Testo di riferimento -
----------------------------------------

Il sommergibile in navigazione: è ben visibile il suo sgraziato “nasone” prodiero (www.marina.difesa.it, via Marcello Risolo e www.betasom.it) |
Sommergibile
posamine, capoclasse della classe Bragadin (981,36 tonnellate di dislocamento
in superficie e 1167,25 in immersione). Stante la sua obsolescenza e le sue
mediocri qualità come sommergibile posamine, in guerra fu usato quasi
esclusivamente per compiti di trasporto verso il Nordafrica (svolgendo 11
missioni di questo tipo su un totale di 28 missioni svolte dal giugno 1940 al
settembre 1943) ed addestramento. Dal 10 giugno 1940 all’8 settembre 1943
effettuò 28 missioni di vario genere (escludendo dal numero altre 65 uscite
addestrative) e percorse 16.153 miglia in superficie e 1581 in immersione.
Breve e parziale cronologia.
3 febbraio 1927
Impostazione nei
cantieri Tosi di Taranto. Il nome originariamente scelto è Marcantonio Bragadino,
che verrà corretto prima del varo (aprile 1928) con l’eliminazione della “o”
finale, pur continuando ad essere usato a livello informale.
21 luglio 1929
Varo nei cantieri
Tosi di Taranto.
Entrata in servizio.
Dislocato alla Spezia, assegnato alla II Squadriglia Sommergibili.
1934
Trasferito a Taranto.
Assegnato alle Squadriglie VIII, IX e X tra il 1934 ed il 1938.
1935
A causa delle
mediocri qualità marine (poca stabilità e forte beccheggio con mare mosso),
poco dopo il completamento il Bragadin
subisce lavori di modifica che vedono il rialzo dell’estrema prua (dando così
un “nasone”, poi eliminato nel 1943) e l’applicazione di controcarene laterali
(bottazzi); anche l’estrema poppa viene accorciata e modificata, per via della
mediocrità delle attrezzature per la posa di mine, tanto che solo nell’estate
1935, dopo una prova di posa mine seguita alle modifiche, la Marina toglierà la
riserva sull’accettazione del sommergibile.
17 dicembre 1935
Durante il mattino,
nel corso di un’esercitazione nel Golfo di Taranto, viene accidentalmente
speronato dal sommergibile Tito Speri:
il Bragadin sbanda fortemente a
seguito della collisione, fin quasi a capovolgersi, ma non subisce danni gravi.

----------------------------------------

Voci -
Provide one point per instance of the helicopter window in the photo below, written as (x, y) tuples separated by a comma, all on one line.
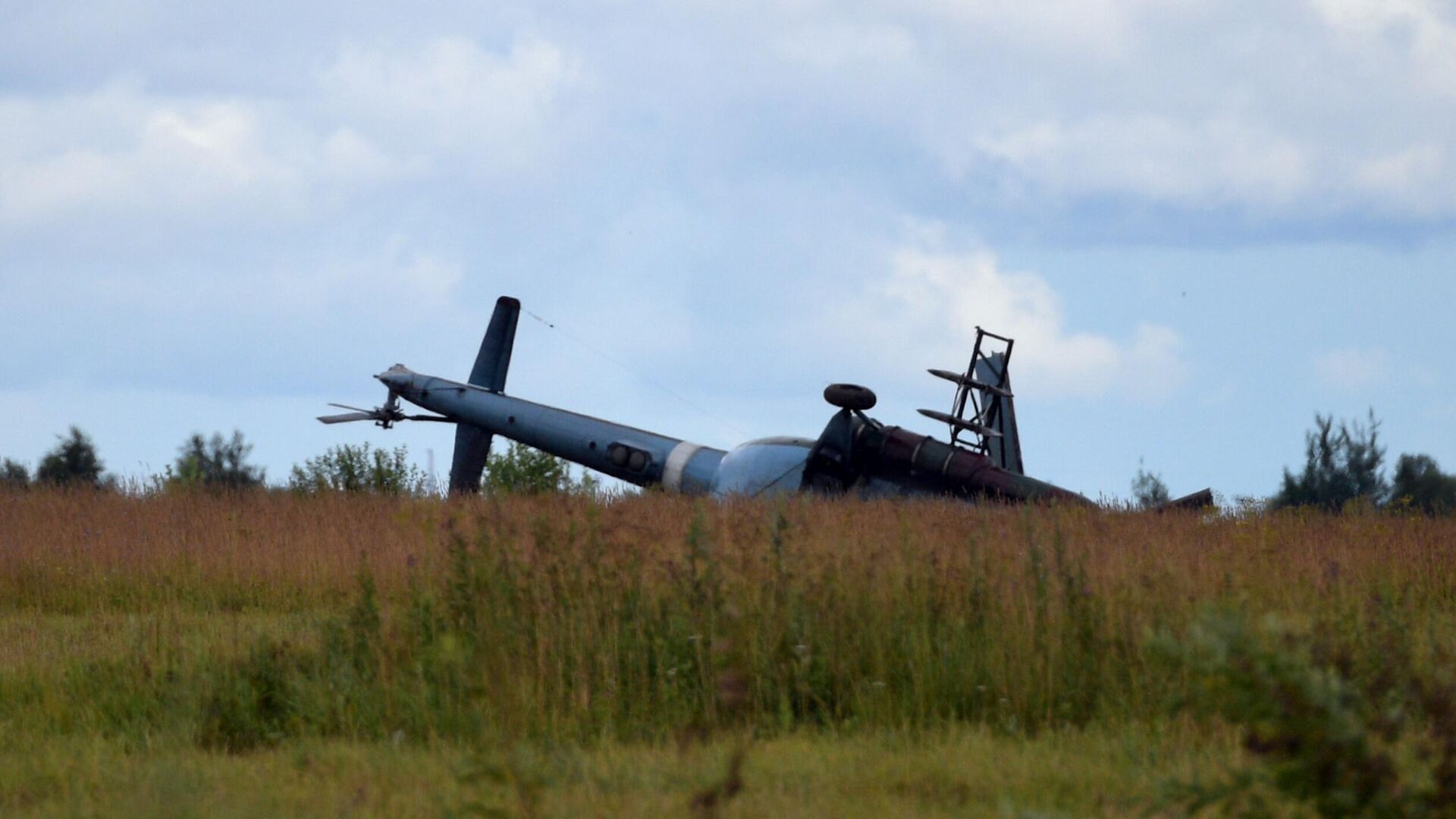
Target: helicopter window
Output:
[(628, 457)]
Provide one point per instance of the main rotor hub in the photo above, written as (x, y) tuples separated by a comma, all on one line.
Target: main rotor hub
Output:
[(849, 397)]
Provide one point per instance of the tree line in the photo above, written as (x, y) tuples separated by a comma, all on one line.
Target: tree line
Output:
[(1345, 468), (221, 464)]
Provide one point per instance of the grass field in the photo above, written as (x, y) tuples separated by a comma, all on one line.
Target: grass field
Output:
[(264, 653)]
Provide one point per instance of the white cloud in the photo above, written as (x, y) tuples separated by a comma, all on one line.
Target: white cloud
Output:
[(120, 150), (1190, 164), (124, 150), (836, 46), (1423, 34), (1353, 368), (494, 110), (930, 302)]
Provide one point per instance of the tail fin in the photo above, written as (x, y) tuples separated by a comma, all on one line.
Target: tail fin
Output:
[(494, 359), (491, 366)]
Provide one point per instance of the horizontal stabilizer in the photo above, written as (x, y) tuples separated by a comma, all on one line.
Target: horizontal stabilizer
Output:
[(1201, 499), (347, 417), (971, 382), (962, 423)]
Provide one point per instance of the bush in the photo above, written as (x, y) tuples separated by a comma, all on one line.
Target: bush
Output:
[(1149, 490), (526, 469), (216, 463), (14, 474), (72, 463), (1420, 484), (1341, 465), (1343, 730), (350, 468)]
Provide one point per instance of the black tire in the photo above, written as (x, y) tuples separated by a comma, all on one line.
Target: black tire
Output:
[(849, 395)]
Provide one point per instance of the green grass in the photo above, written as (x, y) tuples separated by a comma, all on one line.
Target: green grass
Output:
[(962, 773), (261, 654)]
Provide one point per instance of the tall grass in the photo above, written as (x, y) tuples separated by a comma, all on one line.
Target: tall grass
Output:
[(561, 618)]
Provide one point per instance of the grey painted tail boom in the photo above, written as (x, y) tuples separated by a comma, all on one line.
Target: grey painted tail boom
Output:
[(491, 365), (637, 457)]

----------------------------------------

Istruzioni - Secondo il testo sul sommergibile Bragadin, quante miglia percorse in superficie dal 10 giugno 1940 all'8 settembre 1943?

Risposta corretta - 16.153 miglia.